# GOAL OF THE EXERCISE:
In the listing below, report how many lines include the string "mussel", giving only that number.

# MATERIAL FOR THIS TASK:
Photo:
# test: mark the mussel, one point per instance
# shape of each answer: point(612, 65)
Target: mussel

---

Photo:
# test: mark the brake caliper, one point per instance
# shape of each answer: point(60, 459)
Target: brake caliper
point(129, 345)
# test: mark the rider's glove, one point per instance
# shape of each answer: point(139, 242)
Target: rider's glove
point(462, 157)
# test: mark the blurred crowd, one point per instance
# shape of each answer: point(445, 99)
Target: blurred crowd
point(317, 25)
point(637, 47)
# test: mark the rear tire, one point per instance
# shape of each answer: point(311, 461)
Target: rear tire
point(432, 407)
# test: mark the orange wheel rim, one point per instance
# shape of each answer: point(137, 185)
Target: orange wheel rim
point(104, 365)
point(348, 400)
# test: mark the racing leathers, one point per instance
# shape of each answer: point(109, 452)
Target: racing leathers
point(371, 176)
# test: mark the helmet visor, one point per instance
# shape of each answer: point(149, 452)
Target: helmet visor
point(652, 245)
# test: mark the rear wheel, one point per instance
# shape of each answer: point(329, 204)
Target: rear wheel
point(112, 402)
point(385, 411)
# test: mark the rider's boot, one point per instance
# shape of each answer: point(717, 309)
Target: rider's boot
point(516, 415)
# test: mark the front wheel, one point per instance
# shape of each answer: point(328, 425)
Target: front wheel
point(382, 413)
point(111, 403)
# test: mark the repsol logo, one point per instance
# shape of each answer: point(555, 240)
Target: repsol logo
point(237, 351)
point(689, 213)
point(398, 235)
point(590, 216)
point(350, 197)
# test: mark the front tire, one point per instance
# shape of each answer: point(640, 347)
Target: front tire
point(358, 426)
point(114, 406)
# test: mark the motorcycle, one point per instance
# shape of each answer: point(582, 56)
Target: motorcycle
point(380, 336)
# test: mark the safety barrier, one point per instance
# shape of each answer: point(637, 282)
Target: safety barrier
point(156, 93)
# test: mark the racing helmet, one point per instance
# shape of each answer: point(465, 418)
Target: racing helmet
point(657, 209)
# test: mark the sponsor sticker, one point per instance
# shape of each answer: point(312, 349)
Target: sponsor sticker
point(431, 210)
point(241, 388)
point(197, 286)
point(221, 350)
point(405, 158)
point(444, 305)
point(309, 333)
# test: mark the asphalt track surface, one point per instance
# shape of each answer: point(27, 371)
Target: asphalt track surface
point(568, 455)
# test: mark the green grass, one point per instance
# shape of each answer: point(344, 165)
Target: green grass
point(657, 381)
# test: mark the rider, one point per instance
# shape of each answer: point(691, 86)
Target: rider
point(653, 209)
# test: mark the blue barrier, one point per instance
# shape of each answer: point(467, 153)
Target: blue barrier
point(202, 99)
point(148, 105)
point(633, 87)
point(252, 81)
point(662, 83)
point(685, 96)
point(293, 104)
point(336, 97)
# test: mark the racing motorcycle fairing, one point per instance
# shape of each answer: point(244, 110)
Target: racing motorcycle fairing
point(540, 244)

---

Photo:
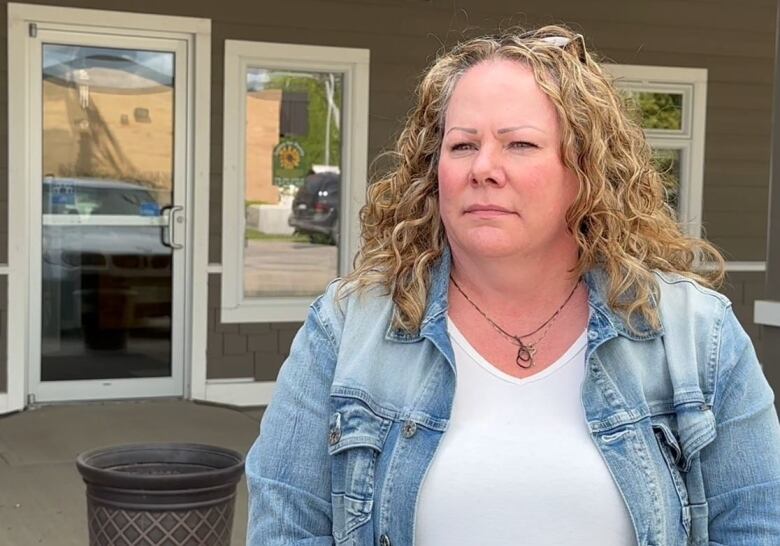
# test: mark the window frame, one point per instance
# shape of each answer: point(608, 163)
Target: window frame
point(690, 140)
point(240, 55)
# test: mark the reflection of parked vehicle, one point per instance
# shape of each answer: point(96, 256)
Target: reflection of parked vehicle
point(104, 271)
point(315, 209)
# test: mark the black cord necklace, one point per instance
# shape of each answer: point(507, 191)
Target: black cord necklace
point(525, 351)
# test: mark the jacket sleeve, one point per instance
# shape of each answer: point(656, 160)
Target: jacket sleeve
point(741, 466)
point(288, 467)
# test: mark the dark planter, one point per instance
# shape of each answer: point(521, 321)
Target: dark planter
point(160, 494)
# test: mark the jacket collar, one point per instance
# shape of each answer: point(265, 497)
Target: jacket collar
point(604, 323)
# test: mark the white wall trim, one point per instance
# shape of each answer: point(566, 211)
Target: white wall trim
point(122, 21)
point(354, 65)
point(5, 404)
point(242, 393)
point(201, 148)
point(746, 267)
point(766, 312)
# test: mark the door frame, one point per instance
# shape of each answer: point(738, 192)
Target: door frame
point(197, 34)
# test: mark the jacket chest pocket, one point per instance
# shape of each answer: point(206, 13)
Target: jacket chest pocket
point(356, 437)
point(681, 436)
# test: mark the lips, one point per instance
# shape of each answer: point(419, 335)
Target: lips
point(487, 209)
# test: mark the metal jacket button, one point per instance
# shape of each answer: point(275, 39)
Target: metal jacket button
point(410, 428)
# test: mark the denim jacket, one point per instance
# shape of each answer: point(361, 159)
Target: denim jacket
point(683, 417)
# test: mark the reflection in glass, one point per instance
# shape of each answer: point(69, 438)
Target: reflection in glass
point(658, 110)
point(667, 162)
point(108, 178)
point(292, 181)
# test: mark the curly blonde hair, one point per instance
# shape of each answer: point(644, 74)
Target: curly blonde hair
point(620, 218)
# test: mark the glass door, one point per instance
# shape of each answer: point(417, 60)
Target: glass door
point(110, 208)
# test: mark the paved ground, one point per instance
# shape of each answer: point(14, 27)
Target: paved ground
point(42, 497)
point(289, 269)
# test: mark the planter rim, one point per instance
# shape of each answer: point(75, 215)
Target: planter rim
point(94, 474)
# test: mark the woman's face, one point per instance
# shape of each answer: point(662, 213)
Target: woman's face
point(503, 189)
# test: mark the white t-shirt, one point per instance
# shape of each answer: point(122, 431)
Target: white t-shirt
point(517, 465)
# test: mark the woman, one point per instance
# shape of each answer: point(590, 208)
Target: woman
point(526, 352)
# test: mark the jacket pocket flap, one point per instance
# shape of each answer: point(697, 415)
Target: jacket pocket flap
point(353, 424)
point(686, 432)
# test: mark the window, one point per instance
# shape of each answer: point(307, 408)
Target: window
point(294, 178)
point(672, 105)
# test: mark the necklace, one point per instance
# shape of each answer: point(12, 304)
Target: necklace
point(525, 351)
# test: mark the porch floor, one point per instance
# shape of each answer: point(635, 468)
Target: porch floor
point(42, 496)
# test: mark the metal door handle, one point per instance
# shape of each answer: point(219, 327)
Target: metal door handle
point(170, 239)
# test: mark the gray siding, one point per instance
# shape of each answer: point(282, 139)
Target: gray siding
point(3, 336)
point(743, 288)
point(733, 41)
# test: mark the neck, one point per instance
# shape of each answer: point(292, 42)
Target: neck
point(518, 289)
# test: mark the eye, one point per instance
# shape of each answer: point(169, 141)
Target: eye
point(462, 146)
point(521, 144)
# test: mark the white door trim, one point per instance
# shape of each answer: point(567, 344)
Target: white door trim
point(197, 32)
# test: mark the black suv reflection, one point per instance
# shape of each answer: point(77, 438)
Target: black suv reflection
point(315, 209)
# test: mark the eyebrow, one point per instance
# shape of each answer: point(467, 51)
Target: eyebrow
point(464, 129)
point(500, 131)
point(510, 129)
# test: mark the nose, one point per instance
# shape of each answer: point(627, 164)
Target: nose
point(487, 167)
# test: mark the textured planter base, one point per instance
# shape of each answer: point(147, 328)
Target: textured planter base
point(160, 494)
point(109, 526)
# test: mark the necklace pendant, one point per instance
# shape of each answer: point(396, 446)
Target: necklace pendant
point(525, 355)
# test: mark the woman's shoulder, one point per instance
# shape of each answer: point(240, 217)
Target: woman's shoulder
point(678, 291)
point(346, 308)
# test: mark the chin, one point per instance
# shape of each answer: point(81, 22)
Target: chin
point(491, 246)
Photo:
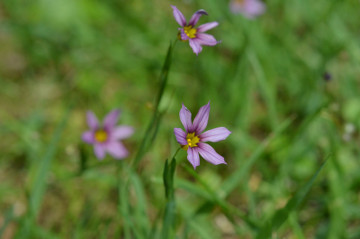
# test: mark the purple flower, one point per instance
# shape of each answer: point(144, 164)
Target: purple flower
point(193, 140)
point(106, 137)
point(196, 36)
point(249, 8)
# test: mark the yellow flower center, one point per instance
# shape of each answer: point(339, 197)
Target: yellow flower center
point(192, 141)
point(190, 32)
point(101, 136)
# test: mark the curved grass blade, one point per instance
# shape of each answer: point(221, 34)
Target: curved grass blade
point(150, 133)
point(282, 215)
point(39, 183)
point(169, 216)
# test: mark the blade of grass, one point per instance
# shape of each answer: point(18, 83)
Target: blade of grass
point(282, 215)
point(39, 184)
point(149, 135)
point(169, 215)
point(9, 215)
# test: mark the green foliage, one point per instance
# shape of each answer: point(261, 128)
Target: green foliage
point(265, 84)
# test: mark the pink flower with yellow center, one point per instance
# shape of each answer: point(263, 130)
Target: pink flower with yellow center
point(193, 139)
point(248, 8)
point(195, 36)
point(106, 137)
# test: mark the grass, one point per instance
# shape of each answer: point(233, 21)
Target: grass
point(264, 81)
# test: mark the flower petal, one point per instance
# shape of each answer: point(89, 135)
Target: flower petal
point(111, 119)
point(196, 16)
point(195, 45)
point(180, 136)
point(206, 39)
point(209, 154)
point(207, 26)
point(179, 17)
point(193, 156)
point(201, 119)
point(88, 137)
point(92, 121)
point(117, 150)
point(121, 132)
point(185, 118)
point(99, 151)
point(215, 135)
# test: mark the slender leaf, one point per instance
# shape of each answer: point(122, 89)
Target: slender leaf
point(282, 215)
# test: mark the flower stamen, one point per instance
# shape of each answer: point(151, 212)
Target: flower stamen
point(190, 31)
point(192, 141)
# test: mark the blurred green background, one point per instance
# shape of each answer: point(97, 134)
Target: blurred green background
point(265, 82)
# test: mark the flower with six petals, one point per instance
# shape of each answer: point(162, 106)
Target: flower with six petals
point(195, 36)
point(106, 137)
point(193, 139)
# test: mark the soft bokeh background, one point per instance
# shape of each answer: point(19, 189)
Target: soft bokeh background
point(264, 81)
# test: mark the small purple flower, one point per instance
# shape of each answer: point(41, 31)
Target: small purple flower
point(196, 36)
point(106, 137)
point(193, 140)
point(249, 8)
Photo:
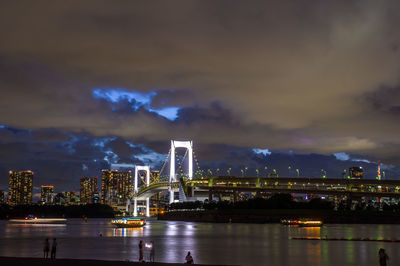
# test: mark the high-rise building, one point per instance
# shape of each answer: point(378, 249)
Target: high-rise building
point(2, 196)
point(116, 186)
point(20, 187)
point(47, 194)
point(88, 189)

# ANSWER TO THIS PROBLEM:
2